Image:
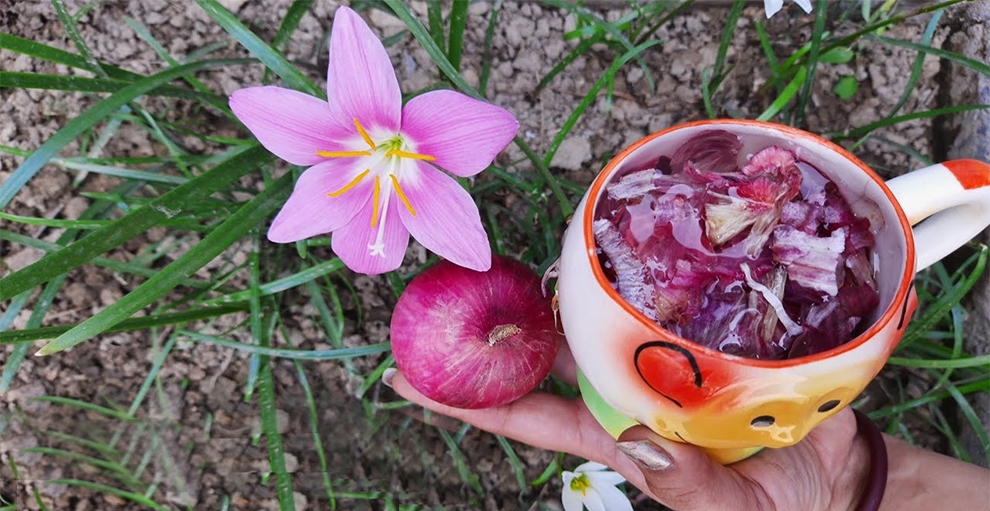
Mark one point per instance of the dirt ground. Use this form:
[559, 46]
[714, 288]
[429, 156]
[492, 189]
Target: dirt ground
[198, 413]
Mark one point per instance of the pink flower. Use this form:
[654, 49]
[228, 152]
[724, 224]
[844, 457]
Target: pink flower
[375, 167]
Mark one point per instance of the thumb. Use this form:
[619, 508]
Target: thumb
[683, 477]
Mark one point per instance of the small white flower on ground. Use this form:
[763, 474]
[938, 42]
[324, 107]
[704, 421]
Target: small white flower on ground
[592, 485]
[773, 6]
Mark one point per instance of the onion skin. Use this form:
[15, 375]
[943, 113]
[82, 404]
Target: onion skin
[472, 339]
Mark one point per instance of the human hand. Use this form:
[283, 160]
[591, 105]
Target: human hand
[825, 471]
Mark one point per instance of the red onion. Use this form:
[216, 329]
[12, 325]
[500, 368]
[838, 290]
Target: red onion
[474, 340]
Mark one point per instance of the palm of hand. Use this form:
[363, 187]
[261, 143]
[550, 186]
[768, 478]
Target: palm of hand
[819, 473]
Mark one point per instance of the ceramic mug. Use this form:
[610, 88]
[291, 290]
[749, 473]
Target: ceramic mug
[634, 371]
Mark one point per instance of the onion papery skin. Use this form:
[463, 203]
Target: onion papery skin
[444, 320]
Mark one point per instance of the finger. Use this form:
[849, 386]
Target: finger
[683, 477]
[542, 420]
[538, 419]
[564, 366]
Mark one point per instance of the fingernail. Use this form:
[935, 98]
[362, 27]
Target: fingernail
[647, 454]
[388, 375]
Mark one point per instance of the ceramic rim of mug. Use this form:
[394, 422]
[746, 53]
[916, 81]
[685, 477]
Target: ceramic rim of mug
[888, 315]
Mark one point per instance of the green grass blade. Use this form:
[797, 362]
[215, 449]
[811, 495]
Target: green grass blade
[271, 58]
[785, 96]
[103, 262]
[156, 365]
[141, 323]
[56, 222]
[105, 450]
[612, 30]
[458, 20]
[314, 427]
[51, 54]
[85, 405]
[903, 406]
[979, 428]
[460, 464]
[578, 50]
[276, 286]
[97, 113]
[514, 462]
[96, 462]
[34, 321]
[290, 353]
[133, 224]
[811, 66]
[14, 80]
[486, 54]
[269, 426]
[232, 229]
[983, 360]
[434, 15]
[69, 25]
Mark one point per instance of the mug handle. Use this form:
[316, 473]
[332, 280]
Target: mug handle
[955, 194]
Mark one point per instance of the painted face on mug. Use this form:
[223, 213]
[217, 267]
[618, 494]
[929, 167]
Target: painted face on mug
[733, 405]
[772, 412]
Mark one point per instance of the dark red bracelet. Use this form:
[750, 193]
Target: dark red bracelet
[877, 480]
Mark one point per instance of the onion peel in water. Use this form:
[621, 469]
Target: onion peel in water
[472, 339]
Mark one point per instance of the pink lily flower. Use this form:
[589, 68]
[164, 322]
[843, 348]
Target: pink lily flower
[376, 170]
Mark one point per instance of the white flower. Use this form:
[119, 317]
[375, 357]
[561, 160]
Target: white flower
[591, 485]
[772, 6]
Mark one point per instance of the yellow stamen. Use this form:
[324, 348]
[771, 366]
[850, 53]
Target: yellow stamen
[350, 185]
[342, 154]
[581, 483]
[414, 156]
[364, 134]
[398, 190]
[374, 198]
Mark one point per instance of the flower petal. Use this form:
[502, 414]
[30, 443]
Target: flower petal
[605, 478]
[446, 221]
[613, 499]
[572, 500]
[590, 466]
[352, 243]
[593, 500]
[805, 5]
[290, 124]
[361, 83]
[772, 6]
[463, 134]
[310, 211]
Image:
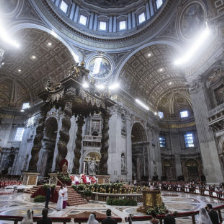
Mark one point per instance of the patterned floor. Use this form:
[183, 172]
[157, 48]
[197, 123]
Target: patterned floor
[19, 203]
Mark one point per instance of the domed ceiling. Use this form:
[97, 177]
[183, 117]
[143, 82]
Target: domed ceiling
[150, 75]
[27, 69]
[111, 3]
[174, 102]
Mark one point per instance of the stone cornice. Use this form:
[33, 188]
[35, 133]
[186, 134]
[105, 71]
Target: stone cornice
[89, 39]
[110, 10]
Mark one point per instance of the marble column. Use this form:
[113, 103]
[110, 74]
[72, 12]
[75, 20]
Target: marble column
[209, 152]
[104, 144]
[78, 144]
[129, 147]
[178, 165]
[37, 143]
[2, 52]
[64, 134]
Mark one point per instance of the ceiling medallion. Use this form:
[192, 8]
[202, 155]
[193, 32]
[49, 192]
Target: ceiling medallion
[100, 67]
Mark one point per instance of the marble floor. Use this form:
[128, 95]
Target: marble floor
[18, 203]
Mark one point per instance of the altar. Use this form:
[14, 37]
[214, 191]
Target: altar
[151, 199]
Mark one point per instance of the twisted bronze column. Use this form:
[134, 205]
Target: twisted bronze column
[37, 143]
[104, 143]
[78, 144]
[64, 134]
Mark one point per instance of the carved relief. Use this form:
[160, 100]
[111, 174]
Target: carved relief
[192, 20]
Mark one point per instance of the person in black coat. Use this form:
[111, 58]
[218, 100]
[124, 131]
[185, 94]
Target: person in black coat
[47, 197]
[109, 220]
[169, 218]
[45, 219]
[212, 214]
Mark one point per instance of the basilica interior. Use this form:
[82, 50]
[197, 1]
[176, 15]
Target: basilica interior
[130, 89]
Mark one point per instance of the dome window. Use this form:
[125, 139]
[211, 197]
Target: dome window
[184, 114]
[19, 134]
[161, 115]
[83, 20]
[25, 106]
[159, 3]
[141, 18]
[64, 6]
[122, 25]
[103, 25]
[162, 142]
[189, 140]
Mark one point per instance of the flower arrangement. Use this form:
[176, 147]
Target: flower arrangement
[158, 210]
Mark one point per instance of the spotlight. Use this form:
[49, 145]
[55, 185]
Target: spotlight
[85, 85]
[33, 57]
[100, 86]
[54, 34]
[6, 38]
[197, 44]
[142, 104]
[114, 86]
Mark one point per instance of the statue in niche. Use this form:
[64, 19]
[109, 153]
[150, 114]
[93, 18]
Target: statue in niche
[123, 166]
[92, 167]
[50, 87]
[192, 20]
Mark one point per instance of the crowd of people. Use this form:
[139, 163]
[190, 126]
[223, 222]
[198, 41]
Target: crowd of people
[206, 215]
[191, 187]
[6, 181]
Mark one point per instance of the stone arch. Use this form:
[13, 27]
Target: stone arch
[49, 142]
[168, 169]
[140, 163]
[172, 43]
[191, 170]
[91, 163]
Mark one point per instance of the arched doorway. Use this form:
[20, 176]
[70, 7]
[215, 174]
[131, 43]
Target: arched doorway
[51, 127]
[168, 169]
[91, 163]
[191, 170]
[140, 170]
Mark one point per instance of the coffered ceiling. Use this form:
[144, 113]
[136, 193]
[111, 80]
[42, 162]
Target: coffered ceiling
[40, 57]
[150, 75]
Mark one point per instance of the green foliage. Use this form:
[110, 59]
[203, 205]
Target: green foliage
[158, 210]
[121, 202]
[48, 185]
[65, 179]
[39, 198]
[87, 193]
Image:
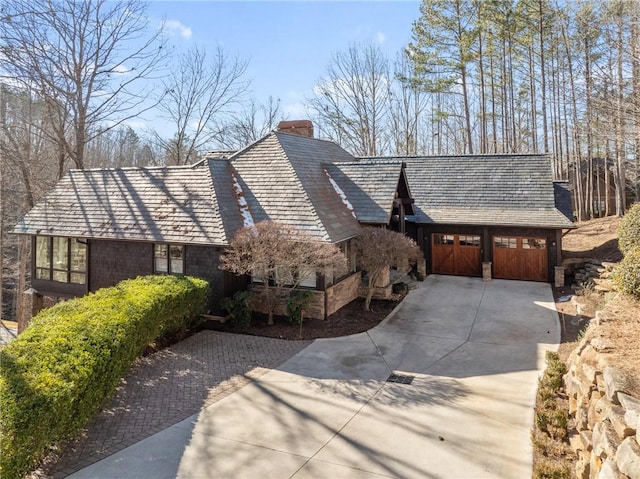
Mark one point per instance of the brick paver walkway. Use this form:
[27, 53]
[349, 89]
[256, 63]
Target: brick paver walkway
[171, 385]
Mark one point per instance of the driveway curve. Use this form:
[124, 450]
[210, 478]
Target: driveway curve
[443, 388]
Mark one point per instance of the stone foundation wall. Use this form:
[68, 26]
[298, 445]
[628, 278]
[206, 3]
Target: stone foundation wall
[607, 417]
[343, 293]
[315, 309]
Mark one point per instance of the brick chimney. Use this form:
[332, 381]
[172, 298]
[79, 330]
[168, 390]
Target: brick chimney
[297, 127]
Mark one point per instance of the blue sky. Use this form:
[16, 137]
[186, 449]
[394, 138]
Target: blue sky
[288, 43]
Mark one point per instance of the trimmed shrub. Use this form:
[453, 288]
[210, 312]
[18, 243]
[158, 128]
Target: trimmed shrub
[56, 374]
[297, 301]
[400, 288]
[239, 308]
[627, 274]
[629, 230]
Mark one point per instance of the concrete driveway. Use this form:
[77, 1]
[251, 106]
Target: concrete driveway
[472, 352]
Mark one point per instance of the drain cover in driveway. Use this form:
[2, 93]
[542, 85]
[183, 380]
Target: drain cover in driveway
[400, 378]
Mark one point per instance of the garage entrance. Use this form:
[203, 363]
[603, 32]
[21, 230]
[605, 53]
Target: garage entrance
[523, 258]
[456, 254]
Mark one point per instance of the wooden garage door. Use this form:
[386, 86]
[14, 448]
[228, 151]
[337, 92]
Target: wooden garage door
[522, 258]
[456, 254]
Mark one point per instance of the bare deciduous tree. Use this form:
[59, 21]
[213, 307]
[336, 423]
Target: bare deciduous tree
[351, 102]
[250, 124]
[279, 255]
[378, 249]
[89, 60]
[199, 91]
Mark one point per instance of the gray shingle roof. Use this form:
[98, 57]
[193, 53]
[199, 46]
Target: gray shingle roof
[562, 195]
[370, 186]
[170, 204]
[282, 179]
[507, 190]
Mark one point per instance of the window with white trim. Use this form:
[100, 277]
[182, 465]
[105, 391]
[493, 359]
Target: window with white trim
[168, 259]
[61, 259]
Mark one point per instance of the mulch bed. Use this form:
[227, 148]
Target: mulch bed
[350, 319]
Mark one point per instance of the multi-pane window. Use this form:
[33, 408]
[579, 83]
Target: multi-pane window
[534, 243]
[439, 238]
[505, 242]
[61, 259]
[168, 258]
[470, 240]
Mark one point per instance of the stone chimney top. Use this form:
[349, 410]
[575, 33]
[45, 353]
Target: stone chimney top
[297, 127]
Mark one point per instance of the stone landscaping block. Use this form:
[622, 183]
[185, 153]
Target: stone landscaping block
[587, 439]
[602, 408]
[615, 381]
[595, 464]
[617, 419]
[582, 416]
[629, 402]
[590, 372]
[632, 419]
[582, 468]
[628, 458]
[605, 440]
[576, 443]
[610, 471]
[601, 345]
[592, 414]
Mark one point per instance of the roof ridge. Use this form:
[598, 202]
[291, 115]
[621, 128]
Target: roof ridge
[481, 155]
[135, 168]
[314, 210]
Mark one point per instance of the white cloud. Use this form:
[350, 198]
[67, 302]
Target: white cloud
[176, 27]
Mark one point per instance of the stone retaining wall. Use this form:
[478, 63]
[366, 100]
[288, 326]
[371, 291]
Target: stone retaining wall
[607, 417]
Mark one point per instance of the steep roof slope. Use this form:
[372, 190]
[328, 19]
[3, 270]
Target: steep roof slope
[166, 204]
[282, 179]
[507, 190]
[370, 186]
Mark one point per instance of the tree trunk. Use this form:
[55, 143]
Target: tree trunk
[367, 300]
[543, 81]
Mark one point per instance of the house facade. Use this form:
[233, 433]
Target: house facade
[98, 227]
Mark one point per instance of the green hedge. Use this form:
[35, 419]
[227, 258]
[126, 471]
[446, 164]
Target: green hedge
[627, 274]
[56, 374]
[629, 230]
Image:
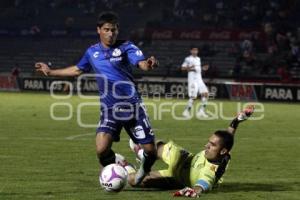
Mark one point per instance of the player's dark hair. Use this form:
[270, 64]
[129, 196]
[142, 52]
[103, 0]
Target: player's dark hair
[108, 17]
[226, 139]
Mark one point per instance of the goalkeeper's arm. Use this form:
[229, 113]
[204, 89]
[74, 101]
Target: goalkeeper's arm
[242, 116]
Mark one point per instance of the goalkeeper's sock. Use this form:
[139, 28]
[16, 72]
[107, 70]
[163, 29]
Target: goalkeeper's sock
[146, 164]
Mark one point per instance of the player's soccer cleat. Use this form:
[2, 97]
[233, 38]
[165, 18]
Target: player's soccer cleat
[201, 114]
[120, 160]
[186, 114]
[246, 113]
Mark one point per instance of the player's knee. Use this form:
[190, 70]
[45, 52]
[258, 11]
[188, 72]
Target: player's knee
[106, 157]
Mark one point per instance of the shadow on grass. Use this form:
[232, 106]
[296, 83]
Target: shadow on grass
[233, 187]
[249, 187]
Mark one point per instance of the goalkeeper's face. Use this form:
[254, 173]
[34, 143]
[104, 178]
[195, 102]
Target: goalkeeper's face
[214, 148]
[108, 34]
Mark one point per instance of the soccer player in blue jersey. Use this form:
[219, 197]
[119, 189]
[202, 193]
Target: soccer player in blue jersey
[121, 105]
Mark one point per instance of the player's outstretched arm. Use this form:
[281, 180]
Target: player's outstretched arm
[148, 64]
[242, 116]
[47, 71]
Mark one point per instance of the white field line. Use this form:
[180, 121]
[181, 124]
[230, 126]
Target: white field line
[85, 136]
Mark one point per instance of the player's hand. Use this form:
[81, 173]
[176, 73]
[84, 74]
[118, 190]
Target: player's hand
[191, 68]
[43, 68]
[246, 113]
[186, 192]
[152, 62]
[205, 67]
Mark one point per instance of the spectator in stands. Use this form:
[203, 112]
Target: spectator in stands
[283, 73]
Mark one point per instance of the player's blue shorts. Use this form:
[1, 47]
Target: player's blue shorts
[132, 117]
————————
Direction - Rewrite the stretch from the line containing "Mark one point per instance of the shadow" through the end of the records, changing "spectator" to "fan" and leaving everything else as it is.

Worked solution -
Mark one point per instance of the shadow on grass. Use this form:
[232, 106]
[296, 83]
Target: shadow on grass
[233, 187]
[249, 187]
Mark one point per instance of the goalkeeper's face. Use this form:
[254, 173]
[34, 143]
[104, 178]
[195, 102]
Target: goalkeeper's face
[214, 148]
[108, 34]
Mark one point per instance of the soccer player in blue jersey. Use this form:
[219, 197]
[119, 189]
[202, 193]
Target: soccer player in blue jersey
[121, 105]
Mark one point per instance of the player's outstretched arm. Use this form:
[281, 180]
Target: player's outstretched arm
[148, 64]
[242, 116]
[47, 71]
Mark one point per instance of the white field line. Use this form:
[180, 121]
[181, 124]
[230, 126]
Target: white field line
[85, 136]
Mark one point per instance of the player's hand. Use this form:
[81, 173]
[176, 73]
[84, 74]
[118, 190]
Target: player's hand
[191, 68]
[43, 68]
[246, 113]
[186, 192]
[152, 62]
[205, 67]
Mark one point per instance of the fan in stands. Use this form:
[203, 112]
Target: fan in stands
[283, 73]
Mark one point per instance of the player's blue shorts. Use this form:
[1, 47]
Target: player's blue shorts
[132, 117]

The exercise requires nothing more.